*Listing:*
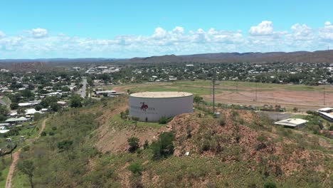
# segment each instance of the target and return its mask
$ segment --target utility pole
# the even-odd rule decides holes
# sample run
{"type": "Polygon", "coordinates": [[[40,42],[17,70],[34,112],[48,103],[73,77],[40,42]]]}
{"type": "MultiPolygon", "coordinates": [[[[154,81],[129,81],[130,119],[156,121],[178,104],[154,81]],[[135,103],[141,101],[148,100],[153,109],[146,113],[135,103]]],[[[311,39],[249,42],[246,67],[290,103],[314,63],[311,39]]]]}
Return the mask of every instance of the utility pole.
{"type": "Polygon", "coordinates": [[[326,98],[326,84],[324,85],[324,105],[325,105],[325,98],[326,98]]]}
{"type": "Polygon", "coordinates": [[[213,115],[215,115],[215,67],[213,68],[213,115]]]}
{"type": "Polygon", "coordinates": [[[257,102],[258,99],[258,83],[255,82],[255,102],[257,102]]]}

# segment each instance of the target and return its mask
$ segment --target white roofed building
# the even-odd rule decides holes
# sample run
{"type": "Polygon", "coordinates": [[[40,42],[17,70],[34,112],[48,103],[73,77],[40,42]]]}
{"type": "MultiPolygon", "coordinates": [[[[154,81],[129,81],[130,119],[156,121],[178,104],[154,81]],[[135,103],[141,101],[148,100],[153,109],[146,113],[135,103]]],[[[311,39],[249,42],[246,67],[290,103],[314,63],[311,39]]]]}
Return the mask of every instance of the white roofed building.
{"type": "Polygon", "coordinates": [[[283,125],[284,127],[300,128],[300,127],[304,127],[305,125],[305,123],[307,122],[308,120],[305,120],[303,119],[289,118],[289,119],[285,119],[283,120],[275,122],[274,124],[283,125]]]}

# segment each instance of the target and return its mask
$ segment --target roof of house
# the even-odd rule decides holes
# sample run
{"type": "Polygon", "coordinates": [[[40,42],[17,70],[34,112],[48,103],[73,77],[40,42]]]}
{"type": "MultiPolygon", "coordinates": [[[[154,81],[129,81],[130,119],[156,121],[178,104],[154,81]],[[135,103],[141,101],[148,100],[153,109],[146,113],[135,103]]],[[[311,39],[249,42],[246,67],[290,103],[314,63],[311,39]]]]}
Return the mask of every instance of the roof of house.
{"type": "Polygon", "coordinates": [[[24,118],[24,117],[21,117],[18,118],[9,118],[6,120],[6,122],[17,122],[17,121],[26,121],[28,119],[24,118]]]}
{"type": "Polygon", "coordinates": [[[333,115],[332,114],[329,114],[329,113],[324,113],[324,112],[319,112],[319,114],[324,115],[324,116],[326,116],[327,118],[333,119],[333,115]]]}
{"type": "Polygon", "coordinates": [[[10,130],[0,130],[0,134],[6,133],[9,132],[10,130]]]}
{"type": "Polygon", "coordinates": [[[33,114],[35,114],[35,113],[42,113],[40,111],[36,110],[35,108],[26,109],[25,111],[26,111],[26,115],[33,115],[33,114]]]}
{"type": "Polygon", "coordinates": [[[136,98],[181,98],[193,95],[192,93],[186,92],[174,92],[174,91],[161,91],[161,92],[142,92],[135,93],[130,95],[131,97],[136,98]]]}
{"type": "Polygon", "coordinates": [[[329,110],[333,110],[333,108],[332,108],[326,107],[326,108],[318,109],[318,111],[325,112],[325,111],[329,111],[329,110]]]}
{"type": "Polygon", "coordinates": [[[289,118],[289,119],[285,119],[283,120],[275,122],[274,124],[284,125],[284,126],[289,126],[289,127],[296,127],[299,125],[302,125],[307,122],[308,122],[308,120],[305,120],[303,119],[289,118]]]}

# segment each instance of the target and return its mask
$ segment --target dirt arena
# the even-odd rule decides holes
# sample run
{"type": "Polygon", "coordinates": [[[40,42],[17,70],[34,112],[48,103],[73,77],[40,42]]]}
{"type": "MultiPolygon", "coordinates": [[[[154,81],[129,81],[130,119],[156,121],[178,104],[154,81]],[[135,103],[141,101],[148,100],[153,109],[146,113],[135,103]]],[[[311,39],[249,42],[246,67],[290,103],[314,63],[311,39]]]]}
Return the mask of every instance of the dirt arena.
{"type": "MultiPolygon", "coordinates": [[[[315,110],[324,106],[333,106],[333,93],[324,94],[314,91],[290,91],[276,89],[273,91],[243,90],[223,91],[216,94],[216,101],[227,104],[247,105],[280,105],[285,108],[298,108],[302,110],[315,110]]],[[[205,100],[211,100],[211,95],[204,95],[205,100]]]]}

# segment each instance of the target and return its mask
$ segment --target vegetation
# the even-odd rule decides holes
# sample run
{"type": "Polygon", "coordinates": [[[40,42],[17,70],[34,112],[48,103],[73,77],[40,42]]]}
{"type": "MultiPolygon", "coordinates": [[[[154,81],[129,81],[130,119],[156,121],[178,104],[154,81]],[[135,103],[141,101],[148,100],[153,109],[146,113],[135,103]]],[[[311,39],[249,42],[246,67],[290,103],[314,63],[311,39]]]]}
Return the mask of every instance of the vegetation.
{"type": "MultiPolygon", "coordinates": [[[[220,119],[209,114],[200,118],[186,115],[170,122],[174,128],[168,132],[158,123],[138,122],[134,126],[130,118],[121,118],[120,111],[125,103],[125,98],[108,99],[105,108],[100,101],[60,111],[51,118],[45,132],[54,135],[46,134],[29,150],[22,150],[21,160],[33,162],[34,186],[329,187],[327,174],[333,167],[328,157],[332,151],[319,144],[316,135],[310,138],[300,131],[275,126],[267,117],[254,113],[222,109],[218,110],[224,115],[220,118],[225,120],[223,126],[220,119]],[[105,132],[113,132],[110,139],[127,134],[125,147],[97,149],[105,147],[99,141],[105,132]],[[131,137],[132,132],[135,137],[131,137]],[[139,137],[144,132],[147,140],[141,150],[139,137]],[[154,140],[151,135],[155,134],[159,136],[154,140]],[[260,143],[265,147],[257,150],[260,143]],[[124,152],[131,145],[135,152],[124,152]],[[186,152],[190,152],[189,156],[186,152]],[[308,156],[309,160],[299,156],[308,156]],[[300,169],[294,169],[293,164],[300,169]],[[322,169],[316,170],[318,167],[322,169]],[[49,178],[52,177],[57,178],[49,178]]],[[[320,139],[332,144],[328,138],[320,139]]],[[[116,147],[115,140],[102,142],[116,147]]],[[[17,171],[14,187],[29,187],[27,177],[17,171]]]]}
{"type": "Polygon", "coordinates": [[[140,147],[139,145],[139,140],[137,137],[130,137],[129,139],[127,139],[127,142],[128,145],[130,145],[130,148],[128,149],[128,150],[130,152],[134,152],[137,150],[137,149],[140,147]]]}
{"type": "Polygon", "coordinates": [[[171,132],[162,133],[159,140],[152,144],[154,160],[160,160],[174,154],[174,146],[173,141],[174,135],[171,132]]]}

*Required task:*
All of the records above must be copied exactly, except for the pictures.

*Answer for the task:*
# segment each instance of the target and return its mask
$ segment --target utility pole
# the even-odd rule decides holes
# sample run
{"type": "Polygon", "coordinates": [[[40,42],[17,70],[34,112],[48,103],[73,77],[40,42]]]}
{"type": "MultiPolygon", "coordinates": [[[[154,81],[129,81],[130,119],[156,121],[178,104],[154,81]],[[135,103],[141,101],[148,100],[153,109],[146,113],[135,103]]],[[[311,39],[249,42],[246,67],[290,103],[314,63],[311,39]]]]}
Return the mask of every instance of the utility pole.
{"type": "Polygon", "coordinates": [[[326,98],[326,84],[324,85],[324,105],[325,105],[325,98],[326,98]]]}
{"type": "Polygon", "coordinates": [[[213,115],[215,115],[215,67],[213,68],[213,115]]]}
{"type": "Polygon", "coordinates": [[[257,102],[258,99],[258,83],[255,82],[255,102],[257,102]]]}

# segment each instance of the target and return its mask
$ segment --target white roofed building
# the even-odd rule decides holes
# sample run
{"type": "Polygon", "coordinates": [[[40,42],[17,70],[34,112],[48,103],[73,77],[40,42]]]}
{"type": "MultiPolygon", "coordinates": [[[[154,81],[129,81],[130,119],[156,121],[178,104],[154,81]],[[135,103],[141,101],[148,100],[153,109],[146,113],[135,103]]],[[[311,39],[249,42],[246,67],[290,103],[314,63],[311,39]]]]}
Return the mask of every instance of the white roofed building.
{"type": "Polygon", "coordinates": [[[283,125],[284,127],[300,128],[300,127],[304,127],[305,125],[305,123],[307,122],[308,120],[305,120],[303,119],[289,118],[289,119],[285,119],[283,120],[275,122],[274,124],[283,125]]]}

# segment each instance of the target and return its mask
$ segment --target roof of house
# the even-odd rule decides holes
# sample run
{"type": "Polygon", "coordinates": [[[40,42],[17,70],[34,112],[48,103],[73,77],[40,42]]]}
{"type": "MultiPolygon", "coordinates": [[[[154,81],[129,81],[130,119],[156,121],[178,104],[154,81]],[[135,103],[141,101],[148,100],[153,109],[146,113],[135,103]]],[[[311,39],[249,42],[246,67],[290,103],[314,63],[311,39]]]]}
Return the mask of every instance of the roof of house.
{"type": "Polygon", "coordinates": [[[24,118],[24,117],[21,117],[18,118],[9,118],[6,120],[6,122],[17,122],[17,121],[26,121],[28,119],[24,118]]]}
{"type": "Polygon", "coordinates": [[[333,115],[332,114],[329,114],[329,113],[324,113],[324,112],[319,112],[319,114],[324,115],[324,116],[326,116],[327,118],[333,119],[333,115]]]}
{"type": "Polygon", "coordinates": [[[10,130],[0,130],[0,134],[6,133],[9,132],[10,130]]]}
{"type": "Polygon", "coordinates": [[[33,114],[35,114],[35,113],[42,113],[40,111],[36,110],[35,108],[26,109],[25,111],[26,111],[26,115],[33,115],[33,114]]]}
{"type": "Polygon", "coordinates": [[[136,98],[181,98],[193,95],[192,93],[186,92],[174,92],[174,91],[161,91],[161,92],[142,92],[135,93],[130,95],[131,97],[136,98]]]}
{"type": "Polygon", "coordinates": [[[329,110],[333,110],[333,108],[332,108],[326,107],[326,108],[318,109],[318,111],[325,112],[325,111],[329,111],[329,110]]]}
{"type": "Polygon", "coordinates": [[[289,118],[289,119],[285,119],[283,120],[275,122],[274,124],[284,125],[284,126],[289,126],[289,127],[296,127],[299,125],[302,125],[307,122],[308,122],[308,120],[305,120],[303,119],[289,118]]]}

# segment each instance of the target and return its mask
$ segment --target dirt arena
# the even-odd rule decides holes
# sample run
{"type": "Polygon", "coordinates": [[[40,42],[17,70],[34,112],[48,103],[73,77],[40,42]]]}
{"type": "MultiPolygon", "coordinates": [[[[154,81],[129,81],[130,119],[156,121],[178,104],[154,81]],[[135,103],[141,101],[148,100],[153,109],[146,113],[135,103]]],[[[311,39],[249,42],[246,67],[290,103],[314,63],[311,39]]]]}
Return the mask of every instance of the dirt arena.
{"type": "MultiPolygon", "coordinates": [[[[315,110],[324,106],[333,106],[333,93],[324,94],[314,91],[290,91],[276,89],[273,91],[243,90],[223,91],[216,94],[216,101],[227,104],[247,105],[280,105],[285,108],[298,108],[302,110],[315,110]]],[[[205,100],[211,100],[211,95],[204,95],[205,100]]]]}

# segment each instance of the target and return its mask
$ segment --target vegetation
# the even-odd rule decides holes
# sample run
{"type": "Polygon", "coordinates": [[[40,42],[17,70],[34,112],[48,103],[73,77],[40,42]]]}
{"type": "MultiPolygon", "coordinates": [[[[154,81],[129,81],[130,119],[156,121],[178,104],[154,81]],[[135,103],[141,101],[148,100],[153,109],[146,113],[135,103]]],[[[311,39],[249,42],[246,67],[290,103],[314,63],[311,39]]]]}
Return the mask of every instance of the vegetation.
{"type": "MultiPolygon", "coordinates": [[[[220,119],[209,114],[200,118],[186,115],[170,122],[174,128],[168,132],[158,123],[138,122],[134,126],[130,118],[121,118],[120,111],[125,103],[125,98],[108,99],[105,108],[100,101],[60,111],[51,118],[45,132],[54,135],[46,134],[29,150],[22,150],[21,160],[33,162],[34,186],[329,187],[327,174],[333,167],[328,157],[332,151],[319,144],[316,135],[310,138],[300,131],[275,126],[267,117],[254,113],[222,109],[218,110],[224,115],[220,118],[225,120],[223,126],[220,119]],[[105,132],[113,132],[110,139],[127,134],[125,147],[97,149],[105,147],[99,141],[105,132]],[[131,137],[132,132],[135,137],[131,137]],[[139,137],[144,132],[147,140],[141,150],[139,137]],[[154,140],[151,135],[155,134],[159,136],[154,140]],[[260,143],[265,147],[257,150],[260,143]],[[124,152],[131,145],[135,152],[124,152]],[[186,152],[190,152],[189,156],[186,152]],[[308,156],[309,160],[299,156],[308,156]],[[300,169],[294,169],[293,164],[300,169]],[[322,169],[316,170],[318,167],[322,169]],[[49,178],[52,177],[57,178],[49,178]]],[[[320,139],[332,144],[328,138],[320,139]]],[[[116,147],[115,140],[102,142],[116,147]]],[[[17,171],[14,187],[29,187],[27,177],[17,171]]]]}
{"type": "Polygon", "coordinates": [[[140,147],[139,145],[139,140],[137,137],[130,137],[129,139],[127,139],[127,142],[128,145],[130,145],[130,148],[128,149],[128,150],[130,152],[134,152],[137,150],[137,149],[140,147]]]}
{"type": "Polygon", "coordinates": [[[171,132],[162,133],[159,140],[152,144],[154,160],[160,160],[174,154],[174,146],[173,141],[174,135],[171,132]]]}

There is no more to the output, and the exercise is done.